**RECORDS SUPPLIED**
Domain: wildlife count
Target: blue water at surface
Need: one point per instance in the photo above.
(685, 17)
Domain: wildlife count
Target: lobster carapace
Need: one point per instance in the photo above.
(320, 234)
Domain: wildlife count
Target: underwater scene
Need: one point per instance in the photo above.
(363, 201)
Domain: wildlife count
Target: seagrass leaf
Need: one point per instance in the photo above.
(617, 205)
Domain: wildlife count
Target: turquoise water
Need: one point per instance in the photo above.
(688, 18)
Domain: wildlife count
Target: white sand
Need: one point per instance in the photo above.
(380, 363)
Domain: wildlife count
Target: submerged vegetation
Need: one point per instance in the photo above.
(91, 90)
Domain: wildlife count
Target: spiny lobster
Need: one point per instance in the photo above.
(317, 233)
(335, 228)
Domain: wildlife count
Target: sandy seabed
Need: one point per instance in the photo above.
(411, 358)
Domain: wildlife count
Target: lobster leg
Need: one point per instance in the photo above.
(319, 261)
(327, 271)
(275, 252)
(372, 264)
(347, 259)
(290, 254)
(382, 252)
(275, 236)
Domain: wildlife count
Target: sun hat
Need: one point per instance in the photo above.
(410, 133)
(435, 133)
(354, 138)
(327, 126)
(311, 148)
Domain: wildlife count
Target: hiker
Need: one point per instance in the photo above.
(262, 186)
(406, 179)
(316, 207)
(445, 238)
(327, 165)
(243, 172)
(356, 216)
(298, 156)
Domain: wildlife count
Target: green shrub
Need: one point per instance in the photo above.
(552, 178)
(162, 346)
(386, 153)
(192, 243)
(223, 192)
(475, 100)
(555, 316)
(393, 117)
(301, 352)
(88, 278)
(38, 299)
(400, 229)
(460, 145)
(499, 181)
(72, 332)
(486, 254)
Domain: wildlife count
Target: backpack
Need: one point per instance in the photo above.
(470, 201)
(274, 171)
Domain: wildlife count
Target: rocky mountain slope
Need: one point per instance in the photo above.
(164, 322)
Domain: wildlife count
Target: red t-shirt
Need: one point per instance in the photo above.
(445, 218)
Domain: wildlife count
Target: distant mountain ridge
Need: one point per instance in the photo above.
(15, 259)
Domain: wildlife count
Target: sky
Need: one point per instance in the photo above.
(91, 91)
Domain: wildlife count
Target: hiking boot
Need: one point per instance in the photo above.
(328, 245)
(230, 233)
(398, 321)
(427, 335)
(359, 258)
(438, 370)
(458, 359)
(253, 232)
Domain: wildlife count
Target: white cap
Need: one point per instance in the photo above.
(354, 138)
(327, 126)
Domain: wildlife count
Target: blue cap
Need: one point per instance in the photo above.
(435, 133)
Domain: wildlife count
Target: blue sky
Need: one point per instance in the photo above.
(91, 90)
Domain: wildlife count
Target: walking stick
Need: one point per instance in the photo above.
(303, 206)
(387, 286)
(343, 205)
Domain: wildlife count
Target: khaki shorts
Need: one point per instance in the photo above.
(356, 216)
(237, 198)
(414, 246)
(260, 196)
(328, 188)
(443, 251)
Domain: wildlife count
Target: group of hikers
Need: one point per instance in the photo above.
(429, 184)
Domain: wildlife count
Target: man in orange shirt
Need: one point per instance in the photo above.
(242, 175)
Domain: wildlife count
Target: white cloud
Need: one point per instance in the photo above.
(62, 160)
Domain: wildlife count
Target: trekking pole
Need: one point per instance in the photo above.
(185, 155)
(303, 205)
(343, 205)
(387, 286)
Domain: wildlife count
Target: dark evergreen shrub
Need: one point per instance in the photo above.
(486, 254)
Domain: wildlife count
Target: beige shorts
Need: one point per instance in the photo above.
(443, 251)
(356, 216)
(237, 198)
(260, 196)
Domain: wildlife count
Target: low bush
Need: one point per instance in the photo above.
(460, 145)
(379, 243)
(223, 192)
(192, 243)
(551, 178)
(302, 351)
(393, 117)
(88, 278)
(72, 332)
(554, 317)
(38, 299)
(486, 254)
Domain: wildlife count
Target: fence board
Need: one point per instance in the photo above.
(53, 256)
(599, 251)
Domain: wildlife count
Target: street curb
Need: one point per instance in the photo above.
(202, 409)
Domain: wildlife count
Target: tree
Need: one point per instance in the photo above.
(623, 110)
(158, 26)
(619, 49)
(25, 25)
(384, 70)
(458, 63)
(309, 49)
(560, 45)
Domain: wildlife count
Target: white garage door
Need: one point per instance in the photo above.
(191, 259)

**PROBLEM REQUIREMENTS**
Please copy the line that contains "Target: fence board" and each line after it through the end of the records, exactly, and no other lines.

**WRITTEN RESPONSE**
Target: fence board
Need: one point per instance in the photo above.
(53, 256)
(599, 251)
Domain: wildlife count
Target: street curb
Need: one point per instance in the photo above.
(202, 409)
Domain: wildlife count
Target: tree
Need: one point per instance in the photo above.
(623, 110)
(158, 26)
(619, 49)
(25, 25)
(384, 70)
(458, 63)
(309, 49)
(560, 45)
Domain: wildlife count
Target: white garage door
Need: one point per instance in the photo above.
(191, 259)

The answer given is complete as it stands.